Required task: Which lines in the data below contain the word "background"? Gather each of them and copy it in full.

Material to process:
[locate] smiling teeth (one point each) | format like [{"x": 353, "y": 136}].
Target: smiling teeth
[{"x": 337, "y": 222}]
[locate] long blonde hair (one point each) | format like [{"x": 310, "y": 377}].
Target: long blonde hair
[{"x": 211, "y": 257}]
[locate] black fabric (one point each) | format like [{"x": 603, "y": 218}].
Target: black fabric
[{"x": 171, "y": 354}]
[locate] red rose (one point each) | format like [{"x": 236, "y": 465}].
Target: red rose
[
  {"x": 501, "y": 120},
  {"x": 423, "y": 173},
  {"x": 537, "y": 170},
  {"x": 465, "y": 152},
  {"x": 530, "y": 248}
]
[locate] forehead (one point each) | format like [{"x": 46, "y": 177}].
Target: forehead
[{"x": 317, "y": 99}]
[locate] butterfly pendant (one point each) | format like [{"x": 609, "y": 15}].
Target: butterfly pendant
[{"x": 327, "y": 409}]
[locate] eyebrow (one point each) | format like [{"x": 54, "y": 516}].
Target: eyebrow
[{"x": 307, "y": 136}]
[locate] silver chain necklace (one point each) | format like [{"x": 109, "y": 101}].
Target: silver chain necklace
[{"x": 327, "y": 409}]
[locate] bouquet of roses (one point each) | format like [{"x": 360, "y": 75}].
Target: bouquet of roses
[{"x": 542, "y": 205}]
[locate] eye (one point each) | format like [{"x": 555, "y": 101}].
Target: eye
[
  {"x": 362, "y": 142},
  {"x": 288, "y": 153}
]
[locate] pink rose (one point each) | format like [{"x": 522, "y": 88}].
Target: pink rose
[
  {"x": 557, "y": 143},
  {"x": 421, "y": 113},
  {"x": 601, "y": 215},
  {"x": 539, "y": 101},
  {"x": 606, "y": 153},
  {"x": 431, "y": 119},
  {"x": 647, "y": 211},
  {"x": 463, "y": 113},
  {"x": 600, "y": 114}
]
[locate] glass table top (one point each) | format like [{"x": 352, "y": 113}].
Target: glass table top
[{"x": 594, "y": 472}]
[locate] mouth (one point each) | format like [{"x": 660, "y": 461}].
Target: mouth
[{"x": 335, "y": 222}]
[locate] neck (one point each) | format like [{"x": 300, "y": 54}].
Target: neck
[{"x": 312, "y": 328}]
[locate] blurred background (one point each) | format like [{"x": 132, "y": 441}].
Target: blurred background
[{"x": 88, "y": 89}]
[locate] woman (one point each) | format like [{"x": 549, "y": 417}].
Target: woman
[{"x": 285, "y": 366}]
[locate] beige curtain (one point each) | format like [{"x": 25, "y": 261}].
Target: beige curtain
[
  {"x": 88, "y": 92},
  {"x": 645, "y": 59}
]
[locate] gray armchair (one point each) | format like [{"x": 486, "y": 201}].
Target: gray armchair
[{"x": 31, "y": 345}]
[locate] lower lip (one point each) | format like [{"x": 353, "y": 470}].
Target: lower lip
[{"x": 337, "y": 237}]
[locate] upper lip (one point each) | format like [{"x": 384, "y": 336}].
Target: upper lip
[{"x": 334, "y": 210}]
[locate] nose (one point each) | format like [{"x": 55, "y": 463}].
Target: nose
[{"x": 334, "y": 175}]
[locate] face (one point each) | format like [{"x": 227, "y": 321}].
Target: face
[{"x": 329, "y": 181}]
---
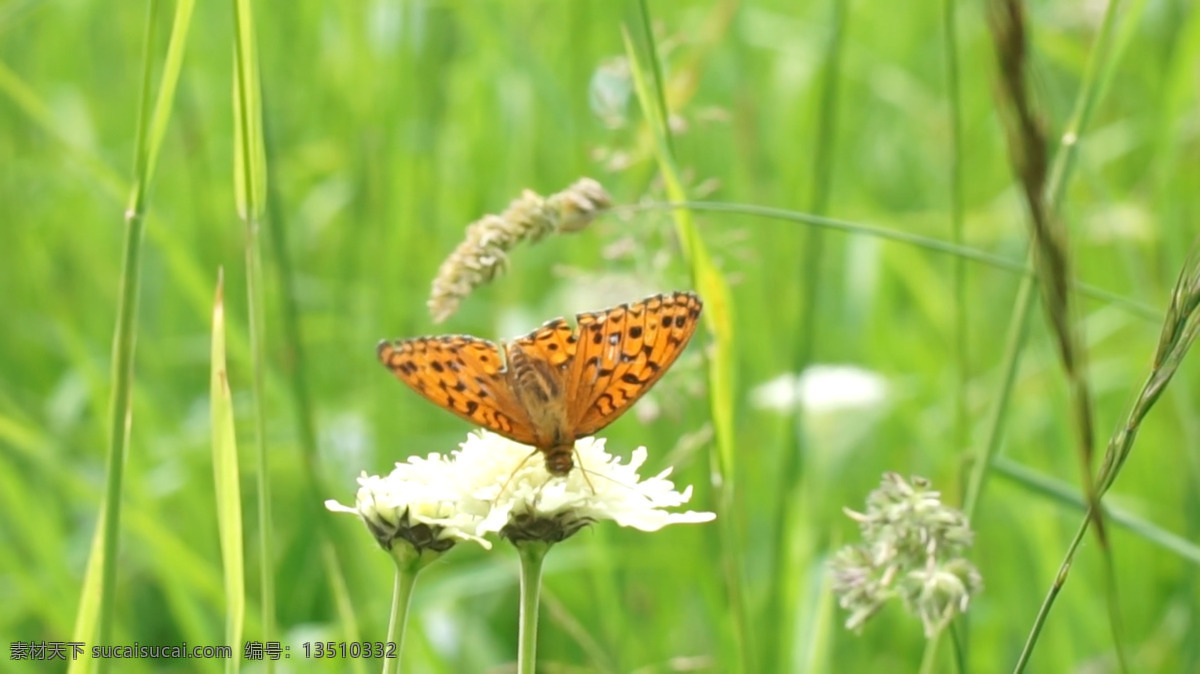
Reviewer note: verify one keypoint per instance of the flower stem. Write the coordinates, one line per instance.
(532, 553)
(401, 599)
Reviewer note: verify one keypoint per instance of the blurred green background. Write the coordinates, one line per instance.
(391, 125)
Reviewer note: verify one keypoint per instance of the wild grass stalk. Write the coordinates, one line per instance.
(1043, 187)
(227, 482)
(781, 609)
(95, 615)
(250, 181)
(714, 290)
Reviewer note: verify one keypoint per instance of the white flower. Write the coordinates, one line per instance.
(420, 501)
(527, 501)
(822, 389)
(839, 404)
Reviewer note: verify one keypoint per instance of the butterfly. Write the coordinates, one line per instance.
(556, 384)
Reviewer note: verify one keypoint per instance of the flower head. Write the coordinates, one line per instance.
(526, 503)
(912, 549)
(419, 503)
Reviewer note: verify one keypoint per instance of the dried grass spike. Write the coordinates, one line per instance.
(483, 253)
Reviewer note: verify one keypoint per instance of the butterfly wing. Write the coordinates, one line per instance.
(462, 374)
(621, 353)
...
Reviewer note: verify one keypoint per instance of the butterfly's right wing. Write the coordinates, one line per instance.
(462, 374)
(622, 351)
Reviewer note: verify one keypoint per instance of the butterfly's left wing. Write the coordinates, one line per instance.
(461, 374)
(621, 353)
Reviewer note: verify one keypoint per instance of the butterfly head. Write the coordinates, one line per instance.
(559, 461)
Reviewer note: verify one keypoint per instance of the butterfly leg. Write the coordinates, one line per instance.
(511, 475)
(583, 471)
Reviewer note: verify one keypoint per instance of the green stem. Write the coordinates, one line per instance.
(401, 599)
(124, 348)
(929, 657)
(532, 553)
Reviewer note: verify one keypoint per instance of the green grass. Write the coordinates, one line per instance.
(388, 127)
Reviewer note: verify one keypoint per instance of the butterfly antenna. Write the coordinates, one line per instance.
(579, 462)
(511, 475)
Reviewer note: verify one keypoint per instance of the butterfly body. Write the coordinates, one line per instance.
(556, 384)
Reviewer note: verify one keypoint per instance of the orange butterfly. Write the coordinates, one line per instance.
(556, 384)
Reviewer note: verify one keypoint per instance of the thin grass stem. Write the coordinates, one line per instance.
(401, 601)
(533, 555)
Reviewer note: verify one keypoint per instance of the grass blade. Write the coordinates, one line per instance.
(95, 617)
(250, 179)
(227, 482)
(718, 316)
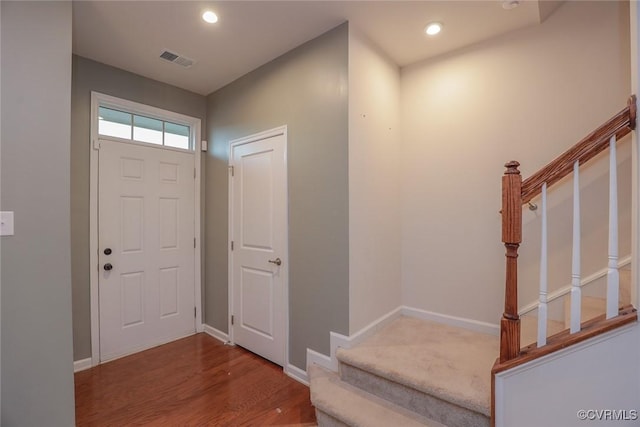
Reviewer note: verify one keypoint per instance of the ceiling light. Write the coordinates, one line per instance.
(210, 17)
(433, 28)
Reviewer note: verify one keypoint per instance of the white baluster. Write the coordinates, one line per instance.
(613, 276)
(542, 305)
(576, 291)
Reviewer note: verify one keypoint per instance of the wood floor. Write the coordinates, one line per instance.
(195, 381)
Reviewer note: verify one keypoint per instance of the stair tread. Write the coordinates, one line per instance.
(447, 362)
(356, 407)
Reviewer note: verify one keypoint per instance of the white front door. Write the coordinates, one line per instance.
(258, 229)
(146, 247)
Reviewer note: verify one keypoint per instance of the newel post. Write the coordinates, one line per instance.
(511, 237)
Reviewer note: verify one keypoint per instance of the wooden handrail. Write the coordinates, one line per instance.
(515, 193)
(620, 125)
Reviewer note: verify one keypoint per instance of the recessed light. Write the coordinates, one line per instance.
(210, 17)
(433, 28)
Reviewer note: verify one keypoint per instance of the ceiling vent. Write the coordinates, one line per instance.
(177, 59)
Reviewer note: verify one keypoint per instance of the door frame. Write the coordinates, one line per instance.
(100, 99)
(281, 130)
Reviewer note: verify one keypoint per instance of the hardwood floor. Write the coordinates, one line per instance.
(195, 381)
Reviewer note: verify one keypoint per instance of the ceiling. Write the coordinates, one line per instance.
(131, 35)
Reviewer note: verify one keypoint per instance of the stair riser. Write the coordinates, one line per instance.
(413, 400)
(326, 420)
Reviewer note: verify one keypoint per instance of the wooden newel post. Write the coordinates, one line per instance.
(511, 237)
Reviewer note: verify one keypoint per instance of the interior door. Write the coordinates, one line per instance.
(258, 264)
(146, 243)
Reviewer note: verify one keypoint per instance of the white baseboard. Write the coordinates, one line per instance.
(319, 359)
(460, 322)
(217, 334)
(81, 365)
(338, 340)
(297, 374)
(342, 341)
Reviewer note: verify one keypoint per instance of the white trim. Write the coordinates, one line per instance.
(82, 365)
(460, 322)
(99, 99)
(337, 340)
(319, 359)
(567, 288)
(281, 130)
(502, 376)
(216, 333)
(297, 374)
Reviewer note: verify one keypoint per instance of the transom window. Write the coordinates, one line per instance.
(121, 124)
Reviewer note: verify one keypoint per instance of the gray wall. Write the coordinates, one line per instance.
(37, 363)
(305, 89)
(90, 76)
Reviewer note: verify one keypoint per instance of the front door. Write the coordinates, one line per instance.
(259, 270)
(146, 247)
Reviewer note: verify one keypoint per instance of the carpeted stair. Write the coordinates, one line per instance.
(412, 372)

The reply:
[locate] blurred background (one point each) | format like [{"x": 132, "y": 441}].
Target: blurred background
Reviewer note: verify one keypoint per instance of the blurred green background. Write the coordinates, one line per instance.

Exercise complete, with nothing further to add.